__Tugas yang Dikerjakan__
Menurut teks tentang departementalisasi, apa keunggulan utama mengelompokkan pekerjaan berdasarkan fungsi yang dijalankan?

__Bagian Dokumen__
==========
2. DEPARTEMENTALISASI
Departementalisasi adalah
pengelompokkan pekerjaan-pekerjaan sehingga tugas yang sama / mirip dapat
dikoordinasikan. Salah satu cara paling popular yang dilakukan untuk
mengelompokkan pekerjaan adalah menurut fungsi yang dijalankan. Keunggulan
utama dari tipe pengelompokkan ini adalah tercapainya efisiensi dengan
mengumpulkan spesialis yang sama. Departementalisasi fungsional mengusahakan
tercapainya skala ekonomi dengan menempatkan orang dengan keterampilan dan
orientasi yang sama ke dalam unit-unit bersama. Bahwa adanya Departementalisasi
yang dilakukan antara lain Departemen Direktorat Pembiayaan
Koperasi&Komersial; Departemen Direktorat Pembiayaan Komersial &
Konsumer; Departemen Direktorat Treasury & Jaringan; Departemen Direktorat
Kepatuhan & Manajemen Resiko; Departemen Direktorat Operasi &
Pendukung.
==========
__Cuplikan Sumber__
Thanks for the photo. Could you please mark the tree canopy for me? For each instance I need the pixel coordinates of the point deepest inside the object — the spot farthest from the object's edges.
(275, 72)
==========
__Jawaban Latihan__
Tercapainya efisiensi dengan mengumpulkan spesialis yang sama.